Please rewrite the rows below as a Markdown table with two columns, Number and Row Text, numbering each row in order and leaving out any blank lines.

● ● ● ● ●

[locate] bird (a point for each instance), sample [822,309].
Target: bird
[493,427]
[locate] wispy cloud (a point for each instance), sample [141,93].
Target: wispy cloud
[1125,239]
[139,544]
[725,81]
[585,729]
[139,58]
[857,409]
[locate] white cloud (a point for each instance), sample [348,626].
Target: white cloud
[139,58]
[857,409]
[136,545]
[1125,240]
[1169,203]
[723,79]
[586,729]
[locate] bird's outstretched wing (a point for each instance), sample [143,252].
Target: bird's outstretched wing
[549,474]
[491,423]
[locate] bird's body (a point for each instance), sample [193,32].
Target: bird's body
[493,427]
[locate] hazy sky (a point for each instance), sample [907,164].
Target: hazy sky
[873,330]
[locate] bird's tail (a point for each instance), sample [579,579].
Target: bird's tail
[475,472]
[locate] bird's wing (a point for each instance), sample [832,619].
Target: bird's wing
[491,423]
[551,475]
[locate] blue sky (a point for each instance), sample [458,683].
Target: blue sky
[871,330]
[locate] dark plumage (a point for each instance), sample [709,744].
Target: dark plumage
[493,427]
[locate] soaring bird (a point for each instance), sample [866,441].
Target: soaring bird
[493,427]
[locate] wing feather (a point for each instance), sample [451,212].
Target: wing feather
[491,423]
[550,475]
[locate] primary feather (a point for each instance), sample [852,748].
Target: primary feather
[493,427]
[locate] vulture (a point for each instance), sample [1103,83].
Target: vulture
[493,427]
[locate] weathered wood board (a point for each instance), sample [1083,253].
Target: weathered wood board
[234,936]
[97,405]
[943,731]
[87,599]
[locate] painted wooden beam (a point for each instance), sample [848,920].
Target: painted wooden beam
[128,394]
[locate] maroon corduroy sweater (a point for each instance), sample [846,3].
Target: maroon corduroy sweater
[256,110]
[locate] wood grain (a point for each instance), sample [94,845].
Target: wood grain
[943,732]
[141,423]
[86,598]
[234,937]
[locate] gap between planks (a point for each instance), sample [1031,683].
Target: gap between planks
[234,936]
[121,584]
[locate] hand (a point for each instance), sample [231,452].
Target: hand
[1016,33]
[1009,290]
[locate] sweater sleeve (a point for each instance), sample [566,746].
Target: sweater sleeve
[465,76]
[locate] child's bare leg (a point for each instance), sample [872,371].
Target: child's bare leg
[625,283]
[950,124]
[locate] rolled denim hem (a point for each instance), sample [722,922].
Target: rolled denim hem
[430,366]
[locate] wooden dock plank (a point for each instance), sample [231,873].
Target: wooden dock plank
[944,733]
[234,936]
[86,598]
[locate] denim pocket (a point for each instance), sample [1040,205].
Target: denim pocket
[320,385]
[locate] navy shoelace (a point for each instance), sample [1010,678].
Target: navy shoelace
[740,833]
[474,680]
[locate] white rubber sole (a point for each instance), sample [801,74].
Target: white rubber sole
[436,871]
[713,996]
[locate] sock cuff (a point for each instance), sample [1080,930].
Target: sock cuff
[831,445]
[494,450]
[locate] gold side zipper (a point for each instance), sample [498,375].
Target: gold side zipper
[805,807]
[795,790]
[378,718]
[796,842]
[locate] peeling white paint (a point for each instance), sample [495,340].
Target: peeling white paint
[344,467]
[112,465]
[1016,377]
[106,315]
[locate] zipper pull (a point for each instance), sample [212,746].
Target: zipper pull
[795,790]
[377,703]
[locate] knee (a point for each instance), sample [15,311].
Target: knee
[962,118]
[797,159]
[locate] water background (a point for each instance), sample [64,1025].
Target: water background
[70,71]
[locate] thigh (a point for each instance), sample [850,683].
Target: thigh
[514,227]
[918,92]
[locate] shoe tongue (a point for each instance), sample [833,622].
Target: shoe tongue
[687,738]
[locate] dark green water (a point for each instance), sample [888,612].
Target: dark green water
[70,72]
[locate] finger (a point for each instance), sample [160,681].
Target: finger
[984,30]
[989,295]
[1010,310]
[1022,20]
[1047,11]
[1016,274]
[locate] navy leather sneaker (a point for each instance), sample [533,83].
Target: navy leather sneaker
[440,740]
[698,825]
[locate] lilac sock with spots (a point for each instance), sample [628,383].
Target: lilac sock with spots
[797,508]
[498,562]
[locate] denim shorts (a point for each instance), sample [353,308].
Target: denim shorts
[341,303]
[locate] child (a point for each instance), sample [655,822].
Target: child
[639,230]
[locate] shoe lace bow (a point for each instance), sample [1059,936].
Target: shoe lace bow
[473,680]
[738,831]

● ● ● ● ●

=== Solved exercise ===
| Number | Row Text |
|---|---|
| 1 | [locate] bird (a point for each instance), sample [822,309]. |
| 2 | Target: bird |
| 3 | [493,427] |
| 4 | [locate] wispy cloud (a point for each instance), sample [141,93]. |
| 5 | Target: wispy cloud |
| 6 | [1125,239] |
| 7 | [139,544] |
| 8 | [725,81] |
| 9 | [585,729] |
| 10 | [139,58] |
| 11 | [857,409] |
| 12 | [locate] white cloud (a point for each instance), sample [348,626]. |
| 13 | Target: white cloud |
| 14 | [139,58] |
| 15 | [857,409] |
| 16 | [136,545] |
| 17 | [1125,240] |
| 18 | [1169,203] |
| 19 | [723,79] |
| 20 | [586,729] |
| 21 | [locate] bird's outstretched wing (a point for each instance), sample [143,252]. |
| 22 | Target: bird's outstretched wing |
| 23 | [549,474] |
| 24 | [491,423] |
| 25 | [locate] bird's body (a point for each instance), sample [193,32]. |
| 26 | Target: bird's body |
| 27 | [493,427] |
| 28 | [locate] hazy sky (a point for each instance), sample [907,164]. |
| 29 | Target: hazy sky |
| 30 | [873,330] |
| 31 | [locate] bird's tail (a point for each instance), sample [579,579]. |
| 32 | Target: bird's tail |
| 33 | [475,472] |
| 34 | [locate] bird's wing (a point for each instance), sample [832,619]. |
| 35 | Target: bird's wing |
| 36 | [491,423] |
| 37 | [551,475] |
| 38 | [locate] blue sky (a point for each instance), sample [458,683]. |
| 39 | Target: blue sky |
| 40 | [871,330] |
| 41 | [locate] dark plumage (a point for each instance), sample [709,744]. |
| 42 | Target: dark plumage |
| 43 | [493,427] |
| 44 | [locate] soaring bird (a point for each instance), sample [866,441]. |
| 45 | Target: soaring bird |
| 46 | [493,427] |
| 47 | [locate] wing feather (a point for each instance), sample [451,212]. |
| 48 | Target: wing feather |
| 49 | [491,423] |
| 50 | [550,475] |
| 51 | [locate] primary feather (a point for each instance), sample [852,748]. |
| 52 | Target: primary feather |
| 53 | [493,427] |
| 54 | [locate] vulture (a point for each instance), sample [1103,83]. |
| 55 | Target: vulture |
| 56 | [493,427] |
| 57 | [locate] weathered wood board (a point for each instance), sample [1083,253]. |
| 58 | Target: weathered wood board |
| 59 | [234,936] |
| 60 | [97,405] |
| 61 | [943,731] |
| 62 | [87,599] |
| 63 | [locate] painted wooden beam (a point for each instance), sample [848,920]. |
| 64 | Target: painted wooden beam |
| 65 | [128,394] |
| 66 | [locate] maroon corduroy sweater (a point for each instance), sample [846,3]. |
| 67 | Target: maroon corduroy sweater |
| 68 | [256,110] |
| 69 | [locate] wood grain (a point for each instance), sample [94,845]. |
| 70 | Target: wood grain |
| 71 | [943,732] |
| 72 | [141,423] |
| 73 | [86,598] |
| 74 | [234,937] |
| 75 | [locate] gap between planks (a point for each instance), sample [1031,683]. |
| 76 | Target: gap between planks |
| 77 | [234,936] |
| 78 | [121,584] |
| 79 | [locate] hand (a point for each instance), sample [231,452]. |
| 80 | Target: hand |
| 81 | [1016,33] |
| 82 | [1009,290] |
| 83 | [locate] sweater sleeve (a point for each instance), sample [566,746]. |
| 84 | Target: sweater sleeve |
| 85 | [465,76] |
| 86 | [locate] child's bare leg (a point for each instance), sample [872,371]. |
| 87 | Target: child's bare leg |
| 88 | [625,283] |
| 89 | [950,124] |
| 90 | [locate] rolled denim hem (a point for each instance), sample [722,922]. |
| 91 | Target: rolled denim hem |
| 92 | [430,366] |
| 93 | [locate] wooden dock plank (a point for each instance), sample [231,873]. |
| 94 | Target: wooden dock plank |
| 95 | [944,733] |
| 96 | [234,936] |
| 97 | [86,598] |
| 98 | [locate] denim pocket (a point for each instance), sample [1040,205]. |
| 99 | Target: denim pocket |
| 100 | [320,385] |
| 101 | [locate] navy shoelace (a point for each instance), sample [1010,678]. |
| 102 | Target: navy shoelace |
| 103 | [740,833] |
| 104 | [474,680] |
| 105 | [locate] white rubber sole (a point for each instance), sample [801,74]. |
| 106 | Target: white rubber sole |
| 107 | [436,871] |
| 108 | [713,996] |
| 109 | [locate] sock cuff (a point for each instance), sample [1080,930]. |
| 110 | Target: sock cuff |
| 111 | [831,445] |
| 112 | [494,450] |
| 113 | [locate] gold side zipper (a point for each instance), sample [498,375]. |
| 114 | Target: gold side zipper |
| 115 | [805,807] |
| 116 | [795,790] |
| 117 | [378,718] |
| 118 | [796,842] |
| 119 | [locate] peeling white paint (a point for each instance), sample [495,340]. |
| 120 | Target: peeling white paint |
| 121 | [344,467] |
| 122 | [112,465] |
| 123 | [1016,377] |
| 124 | [106,315] |
| 125 | [locate] zipper pull (a point for each instance), sample [212,746]. |
| 126 | Target: zipper pull |
| 127 | [795,790] |
| 128 | [377,703] |
| 129 | [locate] knee (a point for each instance), sample [15,311]. |
| 130 | Target: knee |
| 131 | [962,118] |
| 132 | [797,159] |
| 133 | [locate] water background (a point for each instance), sample [64,1025]. |
| 134 | Target: water background |
| 135 | [70,71] |
| 136 | [locate] thigh (a point for each instance), sample [850,683]. |
| 137 | Target: thigh |
| 138 | [514,227] |
| 139 | [918,92] |
| 140 | [locate] shoe tongue (a point for each instance), sample [833,622]. |
| 141 | Target: shoe tongue |
| 142 | [687,738] |
| 143 | [locate] dark green water (a point for each instance), sample [888,612]. |
| 144 | Target: dark green water |
| 145 | [70,72] |
| 146 | [locate] finger (a point for each instance), sample [160,681]. |
| 147 | Target: finger |
| 148 | [984,30] |
| 149 | [989,295] |
| 150 | [1010,310] |
| 151 | [1022,20] |
| 152 | [1047,11] |
| 153 | [1016,274] |
| 154 | [locate] navy leather sneaker (a point for each instance), sample [533,83]. |
| 155 | Target: navy leather sneaker |
| 156 | [440,740] |
| 157 | [698,825] |
| 158 | [locate] lilac sock with spots (a point for each instance), sample [628,383]. |
| 159 | Target: lilac sock with spots |
| 160 | [797,508] |
| 161 | [498,562] |
| 162 | [locate] denim shorts (a point for each instance), sample [353,308]. |
| 163 | Target: denim shorts |
| 164 | [341,303] |
| 165 | [locate] child (a point for each instance), sample [655,822]. |
| 166 | Target: child |
| 167 | [639,230] |
| 168 | [locate] shoe lace bow (a point for each instance), sample [1059,936]. |
| 169 | Target: shoe lace bow |
| 170 | [473,680] |
| 171 | [738,831] |